_TASK INPUTS_
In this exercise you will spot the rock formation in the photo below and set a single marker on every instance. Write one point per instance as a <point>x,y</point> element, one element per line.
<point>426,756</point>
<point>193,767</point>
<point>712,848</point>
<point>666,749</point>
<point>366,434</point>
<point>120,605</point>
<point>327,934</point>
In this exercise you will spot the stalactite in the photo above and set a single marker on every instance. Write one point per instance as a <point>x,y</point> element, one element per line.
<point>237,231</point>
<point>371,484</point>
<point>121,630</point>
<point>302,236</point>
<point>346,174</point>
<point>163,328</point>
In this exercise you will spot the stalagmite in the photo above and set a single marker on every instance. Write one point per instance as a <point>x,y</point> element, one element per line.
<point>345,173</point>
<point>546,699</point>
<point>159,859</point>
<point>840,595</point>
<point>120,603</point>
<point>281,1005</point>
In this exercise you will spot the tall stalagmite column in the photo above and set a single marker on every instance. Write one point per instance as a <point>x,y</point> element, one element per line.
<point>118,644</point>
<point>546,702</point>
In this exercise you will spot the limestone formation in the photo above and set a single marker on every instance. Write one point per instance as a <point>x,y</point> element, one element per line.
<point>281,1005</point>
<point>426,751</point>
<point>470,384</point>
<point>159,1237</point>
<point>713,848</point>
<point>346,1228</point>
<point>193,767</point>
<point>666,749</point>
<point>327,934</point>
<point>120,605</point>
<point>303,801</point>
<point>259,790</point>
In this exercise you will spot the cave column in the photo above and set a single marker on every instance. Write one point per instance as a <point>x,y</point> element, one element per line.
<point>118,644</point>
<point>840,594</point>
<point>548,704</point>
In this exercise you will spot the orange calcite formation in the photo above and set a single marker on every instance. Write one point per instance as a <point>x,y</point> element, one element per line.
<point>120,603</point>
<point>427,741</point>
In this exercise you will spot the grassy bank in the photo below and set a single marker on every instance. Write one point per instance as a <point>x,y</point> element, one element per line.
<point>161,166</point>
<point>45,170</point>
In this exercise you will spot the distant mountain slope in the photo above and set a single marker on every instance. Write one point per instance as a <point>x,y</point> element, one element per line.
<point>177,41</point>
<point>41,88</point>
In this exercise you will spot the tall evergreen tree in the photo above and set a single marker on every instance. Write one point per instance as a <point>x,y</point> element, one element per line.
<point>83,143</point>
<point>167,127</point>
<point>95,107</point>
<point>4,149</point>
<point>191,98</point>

_EXERCISE DETAILS_
Reproduce the data from its first line through the line containing "<point>546,702</point>", inclusive, keeping every request as is and shifting each x and y coordinate in the answer points by -108.

_RESULT_
In this exercise you will spot the rock formation in the photo below and set a single marker on every instance. Write one point per instance as a <point>x,y</point> element, one element per line.
<point>318,648</point>
<point>85,659</point>
<point>604,740</point>
<point>558,641</point>
<point>258,326</point>
<point>12,497</point>
<point>219,826</point>
In this exercise you will spot the stalactite in the photo above and set a single marker on every instance. Write one point per instance as a <point>x,y</point> element, one element per line.
<point>129,123</point>
<point>263,376</point>
<point>13,522</point>
<point>194,128</point>
<point>238,66</point>
<point>55,220</point>
In this exercise you will spot the stalagmite in the photo above and set a single marker on every instance. Write one point per instance as a <point>x,y</point> element, one element per line.
<point>237,65</point>
<point>438,591</point>
<point>51,751</point>
<point>732,487</point>
<point>12,495</point>
<point>173,897</point>
In this exercise you will spot the tall stalagmite column in the photo above and set a single marker on every instance. Write one point per instance as a <point>x,y</point> element, one element per line.
<point>10,536</point>
<point>438,594</point>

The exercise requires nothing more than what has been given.